> _EXCERPTED RECORDS_
## BEGIN

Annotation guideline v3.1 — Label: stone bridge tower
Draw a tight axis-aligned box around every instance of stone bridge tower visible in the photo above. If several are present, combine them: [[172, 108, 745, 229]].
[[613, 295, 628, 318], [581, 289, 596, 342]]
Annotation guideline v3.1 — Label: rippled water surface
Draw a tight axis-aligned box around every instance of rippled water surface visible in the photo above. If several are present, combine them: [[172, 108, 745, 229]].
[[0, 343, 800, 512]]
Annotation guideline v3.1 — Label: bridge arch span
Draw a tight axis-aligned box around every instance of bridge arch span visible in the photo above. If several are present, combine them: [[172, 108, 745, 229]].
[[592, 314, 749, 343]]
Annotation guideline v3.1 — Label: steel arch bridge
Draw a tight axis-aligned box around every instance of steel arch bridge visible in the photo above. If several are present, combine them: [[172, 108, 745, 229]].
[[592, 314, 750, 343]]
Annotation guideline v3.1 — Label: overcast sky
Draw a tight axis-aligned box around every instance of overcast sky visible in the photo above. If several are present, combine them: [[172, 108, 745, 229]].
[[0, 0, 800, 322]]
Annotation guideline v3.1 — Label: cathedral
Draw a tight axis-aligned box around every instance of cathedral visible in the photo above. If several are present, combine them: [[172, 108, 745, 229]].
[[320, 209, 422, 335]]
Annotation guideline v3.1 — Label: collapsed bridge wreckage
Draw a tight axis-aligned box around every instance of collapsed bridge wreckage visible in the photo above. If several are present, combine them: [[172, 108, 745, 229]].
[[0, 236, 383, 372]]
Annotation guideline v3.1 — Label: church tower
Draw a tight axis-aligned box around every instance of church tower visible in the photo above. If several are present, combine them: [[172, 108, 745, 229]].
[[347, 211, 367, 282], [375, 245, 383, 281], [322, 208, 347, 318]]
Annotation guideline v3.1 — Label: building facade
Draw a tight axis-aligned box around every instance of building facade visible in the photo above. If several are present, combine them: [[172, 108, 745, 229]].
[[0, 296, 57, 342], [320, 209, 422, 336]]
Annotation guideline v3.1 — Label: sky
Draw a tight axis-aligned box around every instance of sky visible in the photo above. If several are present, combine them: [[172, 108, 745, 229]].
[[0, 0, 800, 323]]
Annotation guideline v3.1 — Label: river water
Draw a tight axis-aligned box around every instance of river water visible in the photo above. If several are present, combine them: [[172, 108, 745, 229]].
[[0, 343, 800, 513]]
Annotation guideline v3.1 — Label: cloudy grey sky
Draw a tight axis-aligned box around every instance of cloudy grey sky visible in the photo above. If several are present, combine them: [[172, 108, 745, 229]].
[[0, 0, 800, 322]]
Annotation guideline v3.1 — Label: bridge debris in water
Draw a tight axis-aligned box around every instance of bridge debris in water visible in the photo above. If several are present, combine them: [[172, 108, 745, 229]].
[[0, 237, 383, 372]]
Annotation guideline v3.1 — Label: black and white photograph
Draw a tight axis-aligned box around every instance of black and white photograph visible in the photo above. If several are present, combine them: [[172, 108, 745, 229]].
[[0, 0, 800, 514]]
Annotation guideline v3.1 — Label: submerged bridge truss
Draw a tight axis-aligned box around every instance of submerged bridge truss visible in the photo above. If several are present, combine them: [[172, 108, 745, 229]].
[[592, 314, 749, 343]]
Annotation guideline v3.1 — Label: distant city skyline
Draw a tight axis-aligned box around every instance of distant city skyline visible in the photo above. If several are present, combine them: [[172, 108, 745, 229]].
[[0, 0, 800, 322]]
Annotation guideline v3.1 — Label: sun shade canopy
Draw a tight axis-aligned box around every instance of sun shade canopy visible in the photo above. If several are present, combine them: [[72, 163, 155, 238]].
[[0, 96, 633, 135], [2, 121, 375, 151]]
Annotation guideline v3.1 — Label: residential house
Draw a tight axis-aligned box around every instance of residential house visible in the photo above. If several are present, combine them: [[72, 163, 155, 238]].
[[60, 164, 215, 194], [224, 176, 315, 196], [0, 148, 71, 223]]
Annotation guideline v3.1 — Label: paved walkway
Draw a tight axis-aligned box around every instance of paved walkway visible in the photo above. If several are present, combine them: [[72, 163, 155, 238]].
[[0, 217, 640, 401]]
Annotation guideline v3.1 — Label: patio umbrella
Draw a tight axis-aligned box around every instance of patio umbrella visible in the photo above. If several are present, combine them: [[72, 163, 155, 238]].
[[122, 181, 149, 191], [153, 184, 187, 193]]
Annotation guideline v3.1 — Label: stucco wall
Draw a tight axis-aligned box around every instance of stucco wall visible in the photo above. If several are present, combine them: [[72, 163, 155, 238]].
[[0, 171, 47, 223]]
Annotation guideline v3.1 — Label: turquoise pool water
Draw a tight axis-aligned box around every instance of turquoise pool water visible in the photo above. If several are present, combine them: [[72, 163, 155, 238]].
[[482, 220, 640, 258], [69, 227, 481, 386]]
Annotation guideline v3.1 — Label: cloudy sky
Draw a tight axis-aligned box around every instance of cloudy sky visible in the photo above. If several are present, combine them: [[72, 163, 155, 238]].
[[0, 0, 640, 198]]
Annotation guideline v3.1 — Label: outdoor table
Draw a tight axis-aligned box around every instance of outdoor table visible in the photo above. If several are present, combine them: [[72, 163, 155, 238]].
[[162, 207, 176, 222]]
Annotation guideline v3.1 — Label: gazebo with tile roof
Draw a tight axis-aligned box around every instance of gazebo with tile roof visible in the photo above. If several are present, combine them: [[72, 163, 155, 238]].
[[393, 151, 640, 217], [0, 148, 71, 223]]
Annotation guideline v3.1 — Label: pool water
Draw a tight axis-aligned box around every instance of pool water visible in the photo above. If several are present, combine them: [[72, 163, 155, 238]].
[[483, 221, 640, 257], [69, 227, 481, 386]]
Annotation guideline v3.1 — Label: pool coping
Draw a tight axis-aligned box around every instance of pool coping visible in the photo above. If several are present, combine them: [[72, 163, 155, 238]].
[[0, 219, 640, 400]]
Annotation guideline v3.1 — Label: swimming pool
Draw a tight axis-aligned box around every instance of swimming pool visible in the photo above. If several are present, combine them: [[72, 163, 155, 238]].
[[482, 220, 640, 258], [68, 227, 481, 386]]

## END

> _GIVEN REQUEST_
Return all of the entries exactly as written.

> _RESPONSE FOR THIS EXERCISE_
Annotation guideline v3.1 — Label: stone bridge tower
Draw a tight axis-aligned box around every instance of stone bridge tower visible in the photo above. If several are present, combine them: [[172, 108, 745, 229]].
[[613, 295, 628, 318], [581, 289, 596, 342]]
Annotation guideline v3.1 — Label: rippled water surface
Draw a tight axis-aligned box around every instance of rippled water surface visible in the photo above. If several are present, combine them: [[172, 108, 745, 229]].
[[0, 343, 800, 512]]
Annotation guideline v3.1 — Label: bridge arch span
Draw a tight axis-aligned box around every instance of bridge arch span visible in the photo above. If several are present, combine them: [[172, 108, 745, 229]].
[[592, 314, 749, 343]]
Annotation guideline v3.1 — Label: steel arch bridge
Draw a tight axis-aligned box around every instance of steel arch bridge visible in the photo above. If several are present, combine them: [[172, 108, 745, 229]].
[[592, 314, 750, 343]]
Annotation guideline v3.1 — Label: overcast sky
Draw a tight axis-aligned box around every instance of overcast sky visible in the photo above. If several are present, combine them: [[172, 108, 745, 229]].
[[0, 0, 800, 322]]
Annotation guideline v3.1 — Label: cathedral
Draw a tight axis-aligned box around every instance of cathedral visible in the photo above. If several are present, combine them: [[172, 108, 745, 229]].
[[320, 209, 422, 335]]
Annotation guideline v3.1 — Label: collapsed bridge wreckage
Draw a tight axis-aligned box around every instance of collapsed bridge wreckage visible in the photo above. If several are present, combine them: [[172, 108, 745, 229]].
[[0, 236, 383, 372]]
Annotation guideline v3.1 — Label: church tower
Draw a tight axis-aligned box around every instance of church tower visible in the photo above. If several are present, combine them: [[172, 108, 745, 229]].
[[347, 211, 367, 282], [375, 245, 383, 281], [322, 208, 347, 318]]
Annotation guideline v3.1 — Label: building facade
Draw a tight axis-aligned box around every instance of building facade visible in the photo above. If several are present, combine them: [[172, 108, 745, 229]].
[[0, 296, 57, 342], [320, 209, 422, 336]]
Annotation guideline v3.1 — Label: sky
Draw a tight axis-aligned box around every instance of sky visible in the photo above. If several are present, combine them: [[172, 108, 745, 229]].
[[0, 0, 800, 323]]
Annotation guideline v3.1 — Label: river water
Draw a tight axis-aligned box around every instance of river water visible in the photo above. If several are present, combine them: [[172, 108, 745, 229]].
[[0, 343, 800, 513]]
Annotation guideline v3.1 — Label: cloudy grey sky
Draw a tight axis-aligned box around every instance of cloudy grey sky visible in the photo above. If several are present, combine them: [[172, 108, 745, 229]].
[[0, 0, 800, 322]]
Annotation guideline v3.1 — Label: bridge debris in water
Draw a tight axis-aligned box around every instance of bridge debris in water visible in the photo above. If several are present, combine them: [[172, 108, 745, 229]].
[[0, 237, 383, 372]]
Annotation guideline v3.1 — Label: black and white photograph
Draw a tight axis-aligned box around every instance of black and white photograph visible in the photo above. If several are present, combine them: [[172, 108, 745, 229]].
[[0, 0, 800, 514]]
Annotation guideline v3.1 — Label: submerged bridge truss
Draw a tight axis-aligned box around every instance of submerged bridge truss visible in the photo above. If several are present, combine them: [[172, 108, 745, 229]].
[[592, 314, 749, 343]]
Annotation guideline v3.1 — Label: distant city skyline
Draw a tight axis-aligned box around every instance of distant city skyline visible in the photo above. If several are present, combine them: [[172, 108, 745, 229]].
[[0, 0, 800, 322]]
Annotation guideline v3.1 — Label: sun shade canopy
Draw a tight axis-aligned box around every instance of sun shade canopy visible in the photo above. If several are present, combine them: [[72, 163, 155, 238]].
[[0, 96, 633, 135], [2, 121, 375, 151]]
Annotation guideline v3.1 — Label: residential house
Draw a tight axis-aligned box around every instance of residential house visible in the photo above. If several are present, combine them: [[72, 163, 155, 238]].
[[60, 164, 215, 194], [224, 176, 315, 196], [0, 148, 71, 223]]
Annotation guideline v3.1 — Label: paved walkway
Draw a tight axis-aligned box around every instance of paved walkway visible in the photo above. If several are present, combine them: [[72, 163, 155, 238]].
[[0, 217, 640, 401]]
Annotation guideline v3.1 — Label: patio umbrella
Draw a tight axis-aligned box around every instance of patio umbrella visible in the photo above. If several are present, combine them: [[72, 163, 155, 238]].
[[122, 181, 149, 191], [153, 184, 187, 193]]
Annotation guideline v3.1 — Label: stucco wall
Draw a tight axis-aligned box around every instance of stucco wall visible in the photo above. If several are present, combine them: [[72, 163, 155, 238]].
[[0, 171, 47, 223]]
Annotation guideline v3.1 — Label: turquoise pool water
Draw a tight axis-aligned box around every instance of turquoise pool water visible in the photo above. If several are present, combine them: [[72, 163, 155, 238]].
[[482, 220, 640, 258], [69, 227, 481, 386]]
Annotation guideline v3.1 — Label: cloudy sky
Draw a tight axis-aligned box around every instance of cloudy sky visible in the photo above. If several are present, combine them: [[72, 163, 155, 238]].
[[0, 0, 640, 198]]
Annotation guideline v3.1 — Label: outdoor table
Draw a tight axis-aligned box around every instance of outdoor table visible in the photo above. If several are present, combine them: [[72, 163, 155, 238]].
[[162, 207, 176, 222]]
Annotation guideline v3.1 — Label: gazebo with tile roof
Draw a tight axis-aligned box around every instance of gazebo with tile roof visible in the photo above. If several are present, combine them: [[72, 163, 155, 238]].
[[393, 151, 640, 217], [0, 148, 71, 223]]
Annotation guideline v3.1 — Label: pool water
Draw a tight axis-aligned box around every instance of pool water visible in the photo above. If several are present, combine them: [[72, 163, 155, 238]].
[[483, 221, 640, 257], [69, 227, 481, 386]]
Annotation guideline v3.1 — Label: pool coping
Draw a tight axis-aligned box around every instance of pool coping visible in the photo above. If several are present, combine them: [[72, 163, 155, 238]].
[[0, 219, 640, 400]]
Annotation guideline v3.1 — Label: swimming pool
Draw a tight axis-aligned box around every instance of swimming pool visible in the photo above. If several are present, combine them: [[72, 163, 155, 238]].
[[482, 220, 640, 258], [68, 227, 481, 386]]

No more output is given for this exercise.